** START OF SOURCE PASSAGE **

POSIX Compatibility: Similar to pthread_setcancelstate(), but applies to all task types.

task_setcanceltype

int task_setcanceltype(int type, int *oldtype);

Sets the calling task's cancellation type, controlling when cancellation requests take effect. Similar to pthread_setcanceltype() but applies to all tasks (not only pthreads).

The cancellation type determines when a task responds to cancellation requests, affecting cancellation safety and responsiveness.

Parameters:

  • type The new cancellation type. Valid values:
    • TASK_CANCEL_DEFERRED (0): Deferred cancellation (default); responds to requests only at cancellation points, such as pthread_testcancel(), sleep(), read(), and other blocking calls
    • TASK_CANCEL_ASYNCHRONOUS (1): Asynchronous cancellation; the task can be canceled at any time (dangerous; may cause resource leaks or data inconsistency)
  • oldtype If non-NULL, receives the previous cancellation type. Pass NULL if not needed.

Returns:

  • Success: Returns 0 (OK)

** END OF SOURCE PASSAGE **

WRITTEN TASK A = Pull out every line of the records that contains the string "before", matching case exactly.
The task_setcanceltype documentation has no connection to the records.

** START OF ITEMS **

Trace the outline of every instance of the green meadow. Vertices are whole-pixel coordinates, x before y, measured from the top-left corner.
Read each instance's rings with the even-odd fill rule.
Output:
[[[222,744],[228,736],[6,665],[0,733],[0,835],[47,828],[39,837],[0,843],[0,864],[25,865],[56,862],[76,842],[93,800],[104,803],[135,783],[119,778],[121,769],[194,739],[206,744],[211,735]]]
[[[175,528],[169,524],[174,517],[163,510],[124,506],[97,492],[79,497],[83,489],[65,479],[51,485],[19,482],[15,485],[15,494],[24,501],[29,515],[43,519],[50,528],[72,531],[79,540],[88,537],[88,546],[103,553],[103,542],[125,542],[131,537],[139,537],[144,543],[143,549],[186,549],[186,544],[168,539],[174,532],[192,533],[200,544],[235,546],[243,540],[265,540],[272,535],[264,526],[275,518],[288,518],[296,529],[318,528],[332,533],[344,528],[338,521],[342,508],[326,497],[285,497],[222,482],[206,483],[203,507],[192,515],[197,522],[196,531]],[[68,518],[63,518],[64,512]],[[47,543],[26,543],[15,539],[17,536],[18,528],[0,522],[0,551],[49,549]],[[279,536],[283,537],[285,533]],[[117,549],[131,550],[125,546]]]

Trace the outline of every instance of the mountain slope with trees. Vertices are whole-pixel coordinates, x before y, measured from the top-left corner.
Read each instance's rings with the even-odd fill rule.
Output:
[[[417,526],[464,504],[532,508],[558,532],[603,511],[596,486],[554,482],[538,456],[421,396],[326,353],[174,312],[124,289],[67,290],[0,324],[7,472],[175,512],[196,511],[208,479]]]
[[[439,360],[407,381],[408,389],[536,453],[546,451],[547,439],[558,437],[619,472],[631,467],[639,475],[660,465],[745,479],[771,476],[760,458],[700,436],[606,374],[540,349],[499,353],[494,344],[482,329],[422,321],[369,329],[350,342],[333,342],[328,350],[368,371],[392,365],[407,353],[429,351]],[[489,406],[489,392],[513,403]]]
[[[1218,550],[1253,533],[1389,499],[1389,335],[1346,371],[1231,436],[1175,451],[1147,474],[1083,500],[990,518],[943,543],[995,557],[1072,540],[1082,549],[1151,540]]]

** END OF ITEMS **
** START OF ITEMS **

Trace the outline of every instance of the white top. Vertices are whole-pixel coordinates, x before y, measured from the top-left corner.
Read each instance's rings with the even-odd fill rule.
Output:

** END OF ITEMS **

WRITTEN TASK B = Reproduce the task_setcanceltype documentation in full, without changing anything.

CORRECT ANSWER A =
Trace the outline of every instance of the green meadow. Vertices are whole-pixel coordinates, x before y, measured from the top-left corner.
Trace the outline of every instance of the mountain slope with trees. Vertices are whole-pixel coordinates, x before y, measured from the top-left corner.
Trace the outline of every instance of the white top. Vertices are whole-pixel coordinates, x before y, measured from the top-left corner.

CORRECT ANSWER B =
POSIX Compatibility: Similar to pthread_setcancelstate(), but applies to all task types.

task_setcanceltype

int task_setcanceltype(int type, int *oldtype);

Sets the calling task's cancellation type, controlling when cancellation requests take effect. Similar to pthread_setcanceltype() but applies to all tasks (not only pthreads).

The cancellation type determines when a task responds to cancellation requests, affecting cancellation safety and responsiveness.

Parameters:

  • type The new cancellation type. Valid values:
    • TASK_CANCEL_DEFERRED (0): Deferred cancellation (default); responds to requests only at cancellation points, such as pthread_testcancel(), sleep(), read(), and other blocking calls
    • TASK_CANCEL_ASYNCHRONOUS (1): Asynchronous cancellation; the task can be canceled at any time (dangerous; may cause resource leaks or data inconsistency)
  • oldtype If non-NULL, receives the previous cancellation type. Pass NULL if not needed.

Returns:

  • Success: Returns 0 (OK)